**What to produce**. In the entries that follow, find the line containing "low brick wall"; from there, copy every line exactly through the line containing "the tree canopy".

=== Section Start ===

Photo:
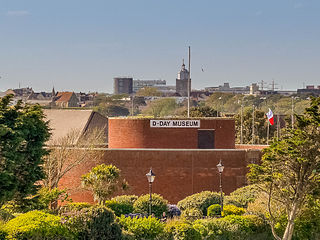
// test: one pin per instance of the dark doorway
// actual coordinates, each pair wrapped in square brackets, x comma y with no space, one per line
[206,138]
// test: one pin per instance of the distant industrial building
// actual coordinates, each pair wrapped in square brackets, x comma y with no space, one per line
[123,85]
[138,84]
[182,81]
[311,89]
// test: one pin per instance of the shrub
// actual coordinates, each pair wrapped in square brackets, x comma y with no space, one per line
[214,210]
[200,201]
[159,205]
[128,199]
[119,208]
[233,227]
[232,210]
[192,214]
[173,211]
[72,207]
[37,225]
[178,229]
[243,196]
[5,215]
[96,222]
[142,228]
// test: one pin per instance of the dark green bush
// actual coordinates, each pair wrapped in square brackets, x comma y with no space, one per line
[200,201]
[96,222]
[243,196]
[159,205]
[37,225]
[77,206]
[179,229]
[232,210]
[214,210]
[142,228]
[119,208]
[233,227]
[192,214]
[127,199]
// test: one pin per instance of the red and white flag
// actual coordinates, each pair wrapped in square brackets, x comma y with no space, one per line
[270,116]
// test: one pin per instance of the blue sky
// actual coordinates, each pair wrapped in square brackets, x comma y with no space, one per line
[81,45]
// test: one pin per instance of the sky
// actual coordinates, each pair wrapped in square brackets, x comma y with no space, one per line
[81,45]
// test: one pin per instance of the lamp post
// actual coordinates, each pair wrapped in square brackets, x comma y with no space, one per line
[220,170]
[150,176]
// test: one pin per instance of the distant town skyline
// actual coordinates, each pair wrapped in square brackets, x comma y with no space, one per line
[82,45]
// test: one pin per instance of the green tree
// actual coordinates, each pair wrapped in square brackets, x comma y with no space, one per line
[103,180]
[161,107]
[290,168]
[23,133]
[260,127]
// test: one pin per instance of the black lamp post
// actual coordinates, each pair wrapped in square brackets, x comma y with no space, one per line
[220,169]
[151,176]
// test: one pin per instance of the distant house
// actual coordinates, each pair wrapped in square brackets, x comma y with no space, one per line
[64,121]
[65,100]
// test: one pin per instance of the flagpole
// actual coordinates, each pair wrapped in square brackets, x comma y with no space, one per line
[268,132]
[253,125]
[189,83]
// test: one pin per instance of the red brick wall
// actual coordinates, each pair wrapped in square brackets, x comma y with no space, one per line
[179,173]
[136,133]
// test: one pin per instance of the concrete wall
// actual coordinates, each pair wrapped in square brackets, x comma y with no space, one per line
[179,173]
[137,133]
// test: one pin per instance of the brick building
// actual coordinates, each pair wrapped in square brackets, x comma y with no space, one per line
[183,153]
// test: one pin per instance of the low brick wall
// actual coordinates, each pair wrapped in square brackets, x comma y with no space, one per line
[179,172]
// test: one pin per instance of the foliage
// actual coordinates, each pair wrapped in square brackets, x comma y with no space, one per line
[23,133]
[200,201]
[202,111]
[126,199]
[37,225]
[119,208]
[242,196]
[191,214]
[214,210]
[233,227]
[96,222]
[232,210]
[142,228]
[173,211]
[162,107]
[159,205]
[148,92]
[103,180]
[290,168]
[74,207]
[261,126]
[181,230]
[66,154]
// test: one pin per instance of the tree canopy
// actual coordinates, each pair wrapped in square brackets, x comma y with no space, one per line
[23,133]
[290,168]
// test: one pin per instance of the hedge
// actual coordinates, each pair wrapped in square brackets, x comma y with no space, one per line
[180,230]
[142,228]
[233,227]
[159,205]
[119,208]
[200,201]
[232,210]
[37,225]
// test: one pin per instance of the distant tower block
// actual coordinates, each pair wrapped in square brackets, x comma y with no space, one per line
[182,81]
[123,85]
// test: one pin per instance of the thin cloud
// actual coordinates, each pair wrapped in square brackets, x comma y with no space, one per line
[18,13]
[297,5]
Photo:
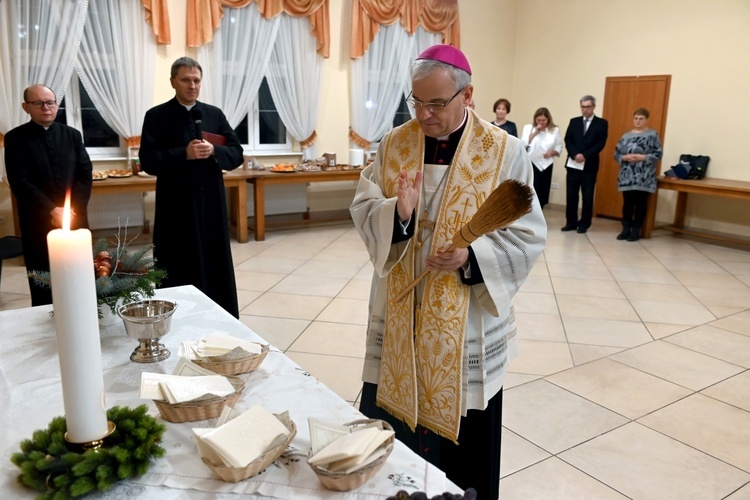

=== Section End ===

**Answer section**.
// test: one pin per instance of the low brick wall
// actual coordinates, each pair wrapped in square brackets, x comma y with no space, one per line
[179,172]
// test: one pin per instance of the foliage
// actual coordinates, each pair wrapped in square brackets, x comma y with no space, one per line
[23,133]
[200,201]
[202,111]
[126,199]
[37,225]
[119,208]
[242,196]
[191,214]
[214,210]
[233,227]
[96,222]
[232,210]
[142,228]
[173,211]
[162,107]
[159,205]
[148,92]
[103,180]
[290,168]
[74,207]
[261,126]
[181,230]
[66,154]
// test: one pin per instance of the tree canopy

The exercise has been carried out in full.